## Stated task:
Pick out every line of the data that contains the string "chocolate" and copy each one in full.

## Dataset extract:
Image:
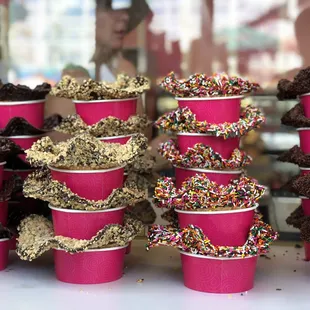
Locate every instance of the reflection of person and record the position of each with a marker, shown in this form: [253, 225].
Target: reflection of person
[111, 29]
[302, 35]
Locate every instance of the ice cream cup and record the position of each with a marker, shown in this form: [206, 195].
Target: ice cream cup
[90, 184]
[305, 203]
[25, 142]
[117, 139]
[90, 267]
[223, 228]
[93, 111]
[304, 137]
[305, 101]
[214, 110]
[304, 171]
[23, 174]
[2, 173]
[223, 177]
[218, 275]
[32, 111]
[224, 147]
[79, 224]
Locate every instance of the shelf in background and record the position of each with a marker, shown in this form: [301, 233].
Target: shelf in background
[281, 282]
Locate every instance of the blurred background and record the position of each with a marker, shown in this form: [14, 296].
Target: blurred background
[262, 40]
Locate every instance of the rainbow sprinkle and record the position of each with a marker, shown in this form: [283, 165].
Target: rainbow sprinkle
[183, 120]
[199, 193]
[201, 85]
[202, 156]
[192, 240]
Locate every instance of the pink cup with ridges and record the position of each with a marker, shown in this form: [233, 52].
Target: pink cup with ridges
[93, 111]
[90, 184]
[307, 251]
[23, 174]
[90, 267]
[2, 173]
[84, 224]
[304, 137]
[304, 171]
[223, 177]
[223, 228]
[117, 139]
[214, 110]
[224, 147]
[4, 213]
[305, 203]
[4, 253]
[305, 101]
[218, 275]
[32, 111]
[25, 142]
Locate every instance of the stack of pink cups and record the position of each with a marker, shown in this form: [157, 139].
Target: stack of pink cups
[214, 202]
[96, 186]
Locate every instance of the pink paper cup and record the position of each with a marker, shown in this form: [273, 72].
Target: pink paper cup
[305, 203]
[84, 224]
[307, 251]
[93, 111]
[4, 253]
[224, 147]
[214, 110]
[23, 174]
[305, 101]
[223, 228]
[117, 139]
[4, 212]
[32, 111]
[223, 177]
[304, 171]
[128, 249]
[90, 184]
[304, 137]
[90, 267]
[218, 275]
[25, 142]
[2, 177]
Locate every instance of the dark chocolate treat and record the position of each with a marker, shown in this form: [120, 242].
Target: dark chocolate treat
[11, 92]
[18, 126]
[8, 149]
[300, 85]
[296, 156]
[296, 117]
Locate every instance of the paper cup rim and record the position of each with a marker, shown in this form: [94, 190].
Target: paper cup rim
[85, 171]
[212, 171]
[193, 134]
[114, 137]
[84, 211]
[19, 170]
[217, 212]
[215, 258]
[104, 100]
[304, 95]
[25, 137]
[207, 98]
[6, 103]
[98, 250]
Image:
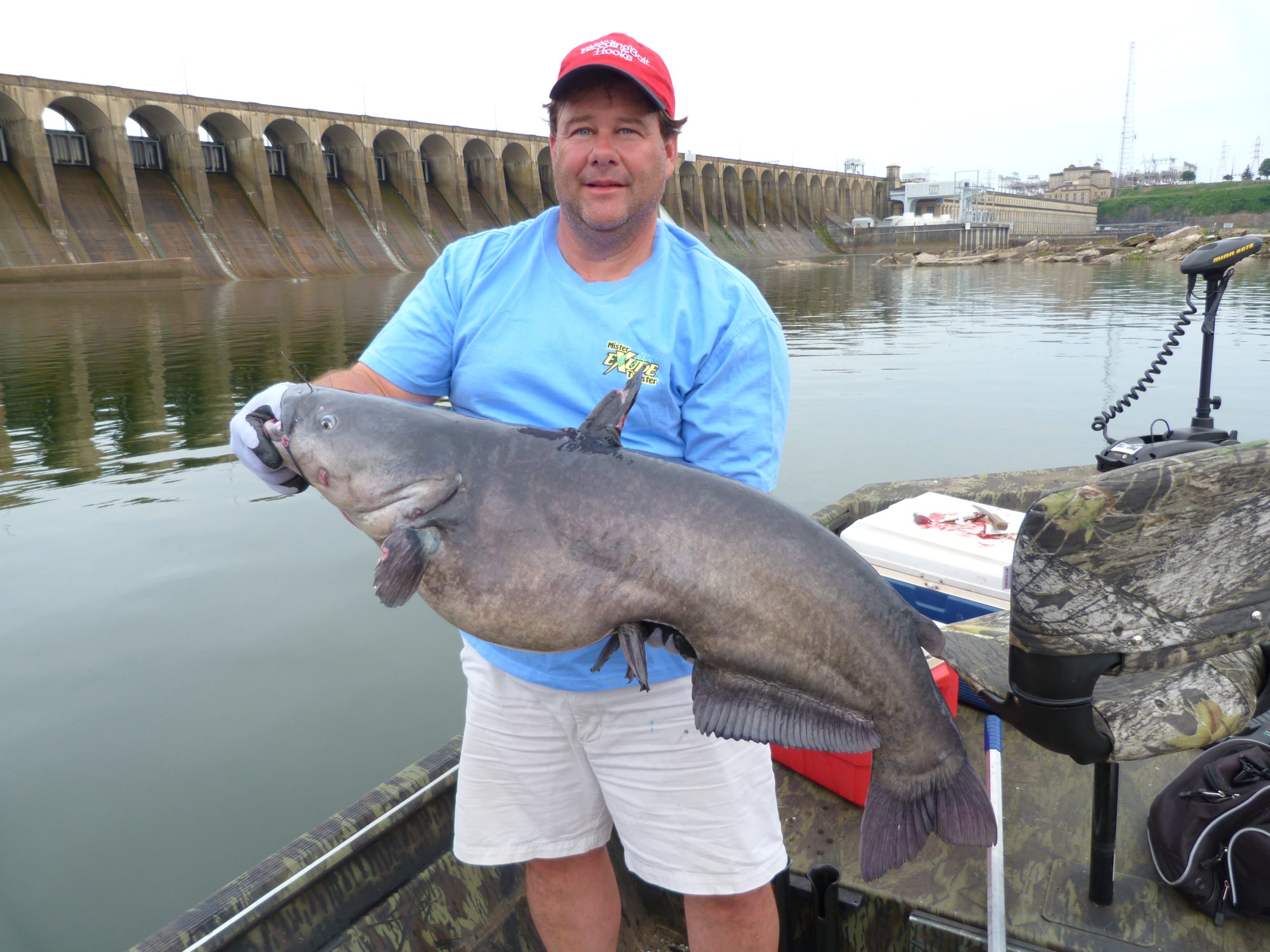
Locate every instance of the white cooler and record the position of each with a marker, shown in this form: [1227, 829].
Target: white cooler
[942, 547]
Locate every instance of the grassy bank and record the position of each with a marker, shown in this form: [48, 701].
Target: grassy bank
[1178, 202]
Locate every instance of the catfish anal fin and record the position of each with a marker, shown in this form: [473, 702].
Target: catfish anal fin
[405, 558]
[740, 708]
[606, 652]
[605, 422]
[631, 639]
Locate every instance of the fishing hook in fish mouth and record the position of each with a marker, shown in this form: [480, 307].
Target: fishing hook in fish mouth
[272, 427]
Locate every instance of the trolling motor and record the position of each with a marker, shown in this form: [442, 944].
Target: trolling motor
[1216, 263]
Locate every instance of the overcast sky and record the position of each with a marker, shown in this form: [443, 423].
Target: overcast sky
[933, 87]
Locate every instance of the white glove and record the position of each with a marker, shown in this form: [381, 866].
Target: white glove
[255, 450]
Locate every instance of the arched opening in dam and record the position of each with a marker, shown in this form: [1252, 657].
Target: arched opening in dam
[547, 177]
[482, 188]
[350, 162]
[26, 237]
[167, 163]
[238, 184]
[441, 176]
[518, 172]
[767, 189]
[92, 167]
[402, 196]
[732, 198]
[711, 193]
[302, 196]
[750, 194]
[690, 189]
[353, 189]
[786, 200]
[802, 202]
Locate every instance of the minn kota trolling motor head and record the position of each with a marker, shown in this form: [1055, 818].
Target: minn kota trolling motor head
[1214, 263]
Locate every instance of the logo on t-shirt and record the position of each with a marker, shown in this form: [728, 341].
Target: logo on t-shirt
[625, 361]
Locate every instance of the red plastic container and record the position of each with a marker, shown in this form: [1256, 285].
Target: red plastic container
[847, 774]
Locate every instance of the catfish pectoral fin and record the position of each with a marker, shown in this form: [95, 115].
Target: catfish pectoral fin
[741, 708]
[606, 653]
[405, 556]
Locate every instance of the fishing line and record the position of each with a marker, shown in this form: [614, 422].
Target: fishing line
[299, 373]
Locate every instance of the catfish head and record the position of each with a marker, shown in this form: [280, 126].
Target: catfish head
[378, 460]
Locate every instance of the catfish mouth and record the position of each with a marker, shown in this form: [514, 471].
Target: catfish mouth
[405, 494]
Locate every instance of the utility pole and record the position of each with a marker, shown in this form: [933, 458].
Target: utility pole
[1127, 136]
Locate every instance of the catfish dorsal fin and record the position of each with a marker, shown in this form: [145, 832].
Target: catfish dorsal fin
[606, 420]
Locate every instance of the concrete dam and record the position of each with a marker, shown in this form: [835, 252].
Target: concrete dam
[218, 189]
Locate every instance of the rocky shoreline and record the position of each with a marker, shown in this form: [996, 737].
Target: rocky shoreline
[1171, 248]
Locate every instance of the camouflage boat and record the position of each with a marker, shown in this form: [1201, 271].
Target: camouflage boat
[380, 875]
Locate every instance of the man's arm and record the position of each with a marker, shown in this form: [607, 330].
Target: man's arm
[361, 379]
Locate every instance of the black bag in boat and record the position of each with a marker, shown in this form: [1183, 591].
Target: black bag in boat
[1209, 831]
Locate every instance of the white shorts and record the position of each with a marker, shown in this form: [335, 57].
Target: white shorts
[547, 774]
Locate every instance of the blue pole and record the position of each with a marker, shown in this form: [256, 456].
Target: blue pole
[996, 853]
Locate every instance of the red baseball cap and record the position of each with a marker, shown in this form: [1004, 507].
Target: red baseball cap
[627, 56]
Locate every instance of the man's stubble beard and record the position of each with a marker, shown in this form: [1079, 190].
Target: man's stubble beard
[614, 235]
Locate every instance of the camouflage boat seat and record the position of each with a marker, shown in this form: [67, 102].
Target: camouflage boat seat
[1140, 607]
[1144, 714]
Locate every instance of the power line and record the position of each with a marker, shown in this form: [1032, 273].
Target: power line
[1127, 135]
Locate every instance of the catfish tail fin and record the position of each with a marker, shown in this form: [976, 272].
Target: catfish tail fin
[897, 824]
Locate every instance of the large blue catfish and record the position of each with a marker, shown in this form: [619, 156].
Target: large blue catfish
[553, 540]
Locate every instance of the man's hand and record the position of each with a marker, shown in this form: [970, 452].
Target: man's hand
[255, 450]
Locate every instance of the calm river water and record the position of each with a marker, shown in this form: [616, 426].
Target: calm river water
[194, 672]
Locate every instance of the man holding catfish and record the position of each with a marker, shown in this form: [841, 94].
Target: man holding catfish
[527, 325]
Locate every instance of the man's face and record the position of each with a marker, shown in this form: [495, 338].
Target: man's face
[609, 158]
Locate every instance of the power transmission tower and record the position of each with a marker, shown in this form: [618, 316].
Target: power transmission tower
[1127, 136]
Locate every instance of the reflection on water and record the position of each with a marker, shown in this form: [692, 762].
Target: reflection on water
[126, 386]
[189, 686]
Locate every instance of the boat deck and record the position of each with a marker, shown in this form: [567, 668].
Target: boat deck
[1047, 822]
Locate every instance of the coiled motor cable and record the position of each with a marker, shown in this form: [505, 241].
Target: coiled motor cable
[1148, 377]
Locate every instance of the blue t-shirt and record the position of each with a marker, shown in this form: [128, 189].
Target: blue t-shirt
[505, 327]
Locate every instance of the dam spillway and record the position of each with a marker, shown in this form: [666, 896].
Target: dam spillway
[218, 189]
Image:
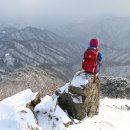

## Completed exercise:
Locate every instance of the dark chocolate treat and record the position of each with a marker, shown in this form: [120, 242].
Target: dark chocolate treat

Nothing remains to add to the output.